> _Aim of the exercise_:
Duplicate the passage on the Centre Point renovation between "Almacantar engaged Rick" and "tower’s western frontage.", inclusive.

Almacantar engaged Rick Mather Architects to renew Centre Point’s components; the 117-metre high tower and a glazed bridge link to a low-rise block with shops and apartments. Conran and Partners reconfigures the complex’s bland office interiors to incorporate 82 new luxury apartments (16 x one bedroom, 37 x two-bedroom, 26 x three bed, two x four bed and a five-bedroom duplex. The complex also features a 30-metre pool, a spa, club and 41,780 square feet of restaurants and shops. There’s only one deletion. Crossrail’s station construction at Tottenham Court Road removes a pond and fountain that gushed at the foot of the tower’s western frontage.

Stored items
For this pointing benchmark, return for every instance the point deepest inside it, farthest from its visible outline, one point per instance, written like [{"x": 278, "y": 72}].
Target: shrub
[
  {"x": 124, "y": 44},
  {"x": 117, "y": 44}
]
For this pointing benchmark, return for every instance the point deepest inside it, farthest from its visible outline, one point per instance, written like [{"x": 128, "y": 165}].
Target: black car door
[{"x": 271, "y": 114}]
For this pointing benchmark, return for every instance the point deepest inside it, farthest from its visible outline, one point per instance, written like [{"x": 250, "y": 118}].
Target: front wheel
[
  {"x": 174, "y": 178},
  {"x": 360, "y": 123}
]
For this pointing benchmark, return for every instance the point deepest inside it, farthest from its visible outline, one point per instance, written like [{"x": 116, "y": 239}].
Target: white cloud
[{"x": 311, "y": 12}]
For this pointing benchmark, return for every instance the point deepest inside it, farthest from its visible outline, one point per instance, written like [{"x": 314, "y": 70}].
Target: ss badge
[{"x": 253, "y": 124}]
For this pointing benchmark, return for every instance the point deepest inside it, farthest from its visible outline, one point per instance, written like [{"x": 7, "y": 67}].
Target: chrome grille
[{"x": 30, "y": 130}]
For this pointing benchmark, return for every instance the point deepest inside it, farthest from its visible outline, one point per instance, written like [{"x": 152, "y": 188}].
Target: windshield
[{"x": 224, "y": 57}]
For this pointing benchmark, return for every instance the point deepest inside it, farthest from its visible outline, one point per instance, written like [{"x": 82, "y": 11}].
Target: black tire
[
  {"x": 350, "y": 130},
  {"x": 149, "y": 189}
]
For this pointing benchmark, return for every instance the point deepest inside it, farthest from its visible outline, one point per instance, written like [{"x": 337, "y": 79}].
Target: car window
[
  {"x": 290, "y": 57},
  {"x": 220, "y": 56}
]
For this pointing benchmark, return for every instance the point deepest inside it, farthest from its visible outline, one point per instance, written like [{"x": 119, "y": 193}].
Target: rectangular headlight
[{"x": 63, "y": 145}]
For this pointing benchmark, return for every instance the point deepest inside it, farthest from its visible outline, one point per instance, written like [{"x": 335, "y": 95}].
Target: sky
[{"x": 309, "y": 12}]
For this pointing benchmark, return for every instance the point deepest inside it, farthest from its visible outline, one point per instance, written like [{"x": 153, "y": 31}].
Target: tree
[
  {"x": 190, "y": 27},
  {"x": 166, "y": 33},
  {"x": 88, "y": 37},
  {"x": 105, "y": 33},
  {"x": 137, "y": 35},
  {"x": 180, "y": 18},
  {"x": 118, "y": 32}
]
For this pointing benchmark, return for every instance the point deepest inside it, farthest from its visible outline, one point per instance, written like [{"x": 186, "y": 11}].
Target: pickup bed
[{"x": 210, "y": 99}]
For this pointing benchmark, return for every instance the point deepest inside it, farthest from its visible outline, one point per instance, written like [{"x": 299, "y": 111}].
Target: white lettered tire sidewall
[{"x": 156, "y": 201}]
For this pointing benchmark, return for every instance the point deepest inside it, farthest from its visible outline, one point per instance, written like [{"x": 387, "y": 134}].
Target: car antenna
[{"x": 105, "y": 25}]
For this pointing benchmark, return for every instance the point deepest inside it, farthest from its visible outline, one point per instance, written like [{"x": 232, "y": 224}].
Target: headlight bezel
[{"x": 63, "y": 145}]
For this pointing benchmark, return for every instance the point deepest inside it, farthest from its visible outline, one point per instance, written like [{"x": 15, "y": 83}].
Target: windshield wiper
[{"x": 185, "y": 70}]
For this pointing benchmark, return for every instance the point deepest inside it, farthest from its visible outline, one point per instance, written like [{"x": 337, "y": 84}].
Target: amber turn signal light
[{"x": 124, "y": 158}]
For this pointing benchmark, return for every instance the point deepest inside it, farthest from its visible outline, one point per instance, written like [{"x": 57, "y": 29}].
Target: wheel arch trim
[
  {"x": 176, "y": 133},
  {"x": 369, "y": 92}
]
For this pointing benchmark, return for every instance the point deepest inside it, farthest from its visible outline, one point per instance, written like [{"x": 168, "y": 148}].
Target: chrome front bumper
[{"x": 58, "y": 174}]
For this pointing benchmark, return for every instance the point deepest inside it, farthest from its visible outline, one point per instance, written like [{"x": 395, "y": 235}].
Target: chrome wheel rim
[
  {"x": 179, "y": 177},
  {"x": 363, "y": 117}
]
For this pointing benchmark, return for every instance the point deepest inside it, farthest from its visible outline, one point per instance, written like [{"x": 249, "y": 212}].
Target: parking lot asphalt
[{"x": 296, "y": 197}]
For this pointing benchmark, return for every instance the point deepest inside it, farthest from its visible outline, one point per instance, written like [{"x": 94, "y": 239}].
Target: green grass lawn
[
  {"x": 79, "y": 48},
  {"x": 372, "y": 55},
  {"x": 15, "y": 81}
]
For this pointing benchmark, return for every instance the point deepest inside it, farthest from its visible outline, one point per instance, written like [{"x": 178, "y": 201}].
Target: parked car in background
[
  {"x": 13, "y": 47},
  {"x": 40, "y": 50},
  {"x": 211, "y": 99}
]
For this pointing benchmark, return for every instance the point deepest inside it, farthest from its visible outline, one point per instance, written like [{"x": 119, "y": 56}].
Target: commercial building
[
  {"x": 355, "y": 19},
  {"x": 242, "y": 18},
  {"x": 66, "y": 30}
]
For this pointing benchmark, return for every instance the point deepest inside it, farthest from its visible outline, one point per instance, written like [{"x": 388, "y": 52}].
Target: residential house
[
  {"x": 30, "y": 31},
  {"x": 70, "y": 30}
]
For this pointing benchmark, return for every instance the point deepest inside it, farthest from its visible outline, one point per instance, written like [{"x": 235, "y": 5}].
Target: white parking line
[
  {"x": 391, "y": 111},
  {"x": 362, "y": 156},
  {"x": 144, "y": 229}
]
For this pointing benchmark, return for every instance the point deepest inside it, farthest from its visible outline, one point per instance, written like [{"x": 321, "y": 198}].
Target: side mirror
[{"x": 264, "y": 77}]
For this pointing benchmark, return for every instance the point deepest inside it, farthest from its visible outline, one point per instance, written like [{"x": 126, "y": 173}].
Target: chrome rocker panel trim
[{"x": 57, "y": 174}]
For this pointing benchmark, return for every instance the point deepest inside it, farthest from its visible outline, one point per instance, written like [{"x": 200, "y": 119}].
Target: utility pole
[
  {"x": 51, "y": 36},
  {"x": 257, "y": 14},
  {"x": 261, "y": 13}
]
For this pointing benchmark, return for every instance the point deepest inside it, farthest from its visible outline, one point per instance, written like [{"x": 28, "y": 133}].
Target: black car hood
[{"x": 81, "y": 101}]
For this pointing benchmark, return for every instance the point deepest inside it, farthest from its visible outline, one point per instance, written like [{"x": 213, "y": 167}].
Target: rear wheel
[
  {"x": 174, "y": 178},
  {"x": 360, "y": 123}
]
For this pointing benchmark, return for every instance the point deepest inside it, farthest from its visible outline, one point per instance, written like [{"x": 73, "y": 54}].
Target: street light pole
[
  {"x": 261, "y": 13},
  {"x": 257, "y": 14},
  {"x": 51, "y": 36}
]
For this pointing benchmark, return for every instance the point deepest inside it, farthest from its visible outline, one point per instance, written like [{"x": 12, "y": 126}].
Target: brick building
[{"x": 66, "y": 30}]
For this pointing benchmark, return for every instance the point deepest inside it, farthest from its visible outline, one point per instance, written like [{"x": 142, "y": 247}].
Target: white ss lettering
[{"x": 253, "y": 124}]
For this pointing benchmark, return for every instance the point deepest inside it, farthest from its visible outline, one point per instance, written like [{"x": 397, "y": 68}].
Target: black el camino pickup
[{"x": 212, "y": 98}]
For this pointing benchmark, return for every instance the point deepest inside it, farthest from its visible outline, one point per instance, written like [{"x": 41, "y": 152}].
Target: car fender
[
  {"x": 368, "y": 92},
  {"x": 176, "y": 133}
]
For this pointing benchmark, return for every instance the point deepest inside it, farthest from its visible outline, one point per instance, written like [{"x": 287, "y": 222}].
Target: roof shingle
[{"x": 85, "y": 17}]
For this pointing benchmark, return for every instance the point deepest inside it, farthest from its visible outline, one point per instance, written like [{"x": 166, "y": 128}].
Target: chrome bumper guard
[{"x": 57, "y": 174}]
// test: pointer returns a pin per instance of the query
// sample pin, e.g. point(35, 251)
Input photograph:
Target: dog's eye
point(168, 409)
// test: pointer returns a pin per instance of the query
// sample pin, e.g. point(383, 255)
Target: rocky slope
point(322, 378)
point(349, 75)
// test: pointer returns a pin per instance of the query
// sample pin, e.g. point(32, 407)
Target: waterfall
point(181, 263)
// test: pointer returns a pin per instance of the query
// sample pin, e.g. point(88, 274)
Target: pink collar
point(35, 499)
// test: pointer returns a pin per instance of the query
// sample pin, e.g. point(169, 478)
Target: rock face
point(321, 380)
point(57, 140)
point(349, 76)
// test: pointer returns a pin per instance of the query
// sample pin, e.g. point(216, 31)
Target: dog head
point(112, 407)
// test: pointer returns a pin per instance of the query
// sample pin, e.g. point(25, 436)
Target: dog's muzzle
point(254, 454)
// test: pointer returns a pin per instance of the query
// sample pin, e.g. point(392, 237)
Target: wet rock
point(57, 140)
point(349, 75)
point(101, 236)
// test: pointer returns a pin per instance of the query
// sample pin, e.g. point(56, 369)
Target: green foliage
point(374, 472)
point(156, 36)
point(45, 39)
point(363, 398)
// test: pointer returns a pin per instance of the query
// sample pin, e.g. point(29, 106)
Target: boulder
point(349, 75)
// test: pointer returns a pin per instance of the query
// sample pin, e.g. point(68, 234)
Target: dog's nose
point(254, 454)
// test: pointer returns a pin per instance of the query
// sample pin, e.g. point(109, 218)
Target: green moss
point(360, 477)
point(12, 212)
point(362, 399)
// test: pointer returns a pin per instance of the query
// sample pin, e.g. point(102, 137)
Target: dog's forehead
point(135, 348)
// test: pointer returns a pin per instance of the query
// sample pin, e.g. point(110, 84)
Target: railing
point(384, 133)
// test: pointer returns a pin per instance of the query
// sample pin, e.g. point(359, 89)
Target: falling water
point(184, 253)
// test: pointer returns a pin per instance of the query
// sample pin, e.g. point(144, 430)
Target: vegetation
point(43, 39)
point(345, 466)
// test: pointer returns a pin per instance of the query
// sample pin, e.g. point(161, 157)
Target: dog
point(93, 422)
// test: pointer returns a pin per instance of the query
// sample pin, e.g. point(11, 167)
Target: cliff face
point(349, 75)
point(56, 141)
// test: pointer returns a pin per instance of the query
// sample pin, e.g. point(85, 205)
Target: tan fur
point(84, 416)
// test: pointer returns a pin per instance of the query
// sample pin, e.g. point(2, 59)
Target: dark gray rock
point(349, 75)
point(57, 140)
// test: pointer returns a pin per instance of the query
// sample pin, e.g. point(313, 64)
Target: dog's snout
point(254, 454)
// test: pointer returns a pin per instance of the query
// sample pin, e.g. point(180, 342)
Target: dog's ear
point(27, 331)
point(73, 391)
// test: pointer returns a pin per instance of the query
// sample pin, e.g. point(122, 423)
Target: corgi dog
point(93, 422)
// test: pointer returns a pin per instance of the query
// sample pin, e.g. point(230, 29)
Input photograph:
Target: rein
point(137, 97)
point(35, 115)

> _Output of the task_:
Almacantar engaged Rick Mather Architects to renew Centre Point’s components; the 117-metre high tower and a glazed bridge link to a low-rise block with shops and apartments. Conran and Partners reconfigures the complex’s bland office interiors to incorporate 82 new luxury apartments (16 x one bedroom, 37 x two-bedroom, 26 x three bed, two x four bed and a five-bedroom duplex. The complex also features a 30-metre pool, a spa, club and 41,780 square feet of restaurants and shops. There’s only one deletion. Crossrail’s station construction at Tottenham Court Road removes a pond and fountain that gushed at the foot of the tower’s western frontage.